## 元の文書:
╭──
※日経エンタテインメント! 2022年12月号の記事を再構成

2016年3月から『星野源のオールナイトニッポン』のパーソナリティーを務める星野源。17年に「ANN」では初めて「ギャラクシー賞ラジオ部門DJパーソナリティ賞」を受賞するなど、今や“ANNの顔”の1人となった彼に、ラジオの好きな点について聞くと、「開かれた内輪を広げていけるところ」と返ってきた。その信念はずっと星野の番組の軸となっている。そう考えるようになったのは、星野がラジオにハマった中学生の頃にまでさかのぼる。

ほしの・げん 1981年1月28日生まれ。埼玉県出身。音楽家/俳優/文筆家。2010年に1stアルバム『ばかのうた』でソロデビュー。16年3月から『星野源のオールナイトニッポン』がスタート。17年に「第54回ギャラクシー賞ラジオ部門DJパーソナリティ賞」を受賞。代表曲は『SUN』『恋』『アイデア』『ドラえもん』『不思議』『創造』『喜劇』など
ほしの・げん 1981年1月28日生まれ。埼玉県出身。音楽家/俳優/文筆家。2010年に1stアルバム『ばかのうた』でソロデビュー。16年3月から『星野源のオールナイトニッポン』がスタート。17年に「第54回ギャラクシー賞ラジオ部門DJパーソナリティ賞」を受賞。代表曲は『SUN』『恋』『アイデア』『ドラえもん』『不思議』『創造』『喜劇』など

内輪のルーツは『コサキンDEワァオ!』

 学生時代はあまり友達がいなかったこともあって、孤独な人同士でつながりやすいラジオの特性に引かれたところはあると思います。中学高校と通学に片道2時間かかる学校に通っていたんですが、その間ずっとカセットテープに録音した、小堺一機さんと関根勤さんがやっていた、『コサキンDEワァオ!』(TBSラジオ)を聴いていました。

 最初の印象は、「ぜんぜん意味が分からない!」だったんです。「何でここで関根さんが絶叫しているのか?」って疑問に思ったり、関根さんが何か言おうとしたら小堺さんが吹矢を出す音を発し、関根さんが悲鳴みたいな奇声を上げてそのままCMにいったりしてましたからね(笑)。ただ、小堺さんも関根さんもスタッフさんも作家さんも、みんなめちゃくちゃ楽しそうなんです。曜日によっては、当時La・おかきっていうコンビを組んでいたずんの飯尾(和樹)さんもいて、みんなでワイワイやっていて。それってすごく内輪なんですよね。なのに、何でそんなに楽しそうなのか知りたいなっていう気持ちでずっと聴き続けていました。

 その頃は、「一見さんお断り」みたいな敷居の高さがある番組も多くて、「長く聴いているのが偉い」という少しギスギスした悪い意味で内輪な雰囲気を感じることもあったんです。でも、『コサキン~』は内輪なのに自由で楽しそうで、「誰でも入ってきていいよ!」という雰囲気があって引かれましたね。内輪を内輪じゃなくしていくのではなく、めちゃくちゃ大きな内輪を作っていく、そのビジョンはここから生まれましたね。
╰──
## 課題の説明:
星野源とラジオについての文章を、最後の文の後から書き継いでください。 この後に続く行は使わなくてかまいません。

## データセットの行:
╭──
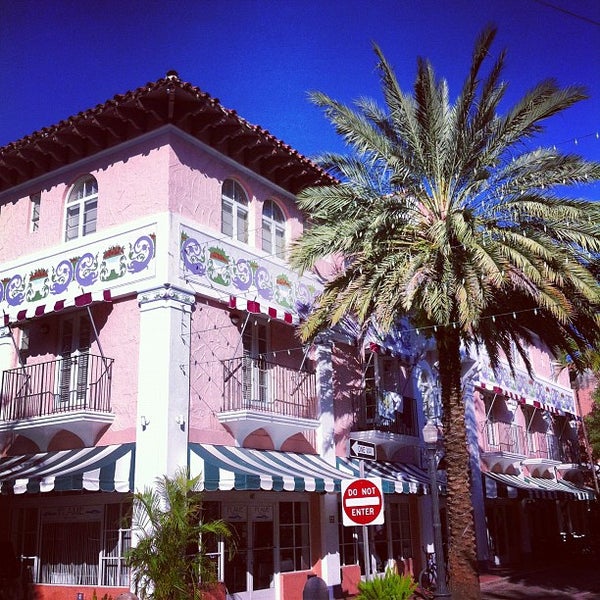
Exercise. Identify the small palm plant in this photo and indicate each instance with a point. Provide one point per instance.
(391, 586)
(169, 560)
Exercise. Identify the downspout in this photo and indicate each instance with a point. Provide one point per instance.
(586, 442)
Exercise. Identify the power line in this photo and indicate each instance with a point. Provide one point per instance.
(568, 12)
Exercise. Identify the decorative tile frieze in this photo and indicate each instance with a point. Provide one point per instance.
(221, 267)
(123, 259)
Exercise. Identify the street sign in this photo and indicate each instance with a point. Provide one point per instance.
(363, 450)
(362, 502)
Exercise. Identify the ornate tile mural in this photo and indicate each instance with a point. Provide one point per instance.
(216, 264)
(95, 266)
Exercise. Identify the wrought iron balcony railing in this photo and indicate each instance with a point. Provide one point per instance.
(544, 445)
(504, 437)
(388, 412)
(507, 437)
(68, 384)
(260, 385)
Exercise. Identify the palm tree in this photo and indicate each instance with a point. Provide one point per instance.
(169, 560)
(442, 212)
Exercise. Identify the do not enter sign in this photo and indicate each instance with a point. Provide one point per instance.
(362, 502)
╰──
## 期待される回答:
 構成作家やディレクターなどのスタッフが前面に出るコーナーは、まさにその内輪を広げていくという好例だ。過去にスタッフがパーソナリティーを務める“箱番組”のコーナーが生まれたのも、放送作家の寺坂直毅氏の存在がきっかけだった。

 僕の番組のスタッフは変で面白い人がたくさんいて、表に出る才能がある人も多い。もちろん、名前や顔が出ることに対して「無理してないかな」ということはその都度チェックしながらやっているんですが、実際表に出る人になって花開くことが多いんです。なので、「この人たちは『星野源のオールナイトニッポン』出身なんだ」ということを知ってもらっていたほういいと思い、リスナーに対してスタッフの顔と名前を一致させてもらうことからやっていきました。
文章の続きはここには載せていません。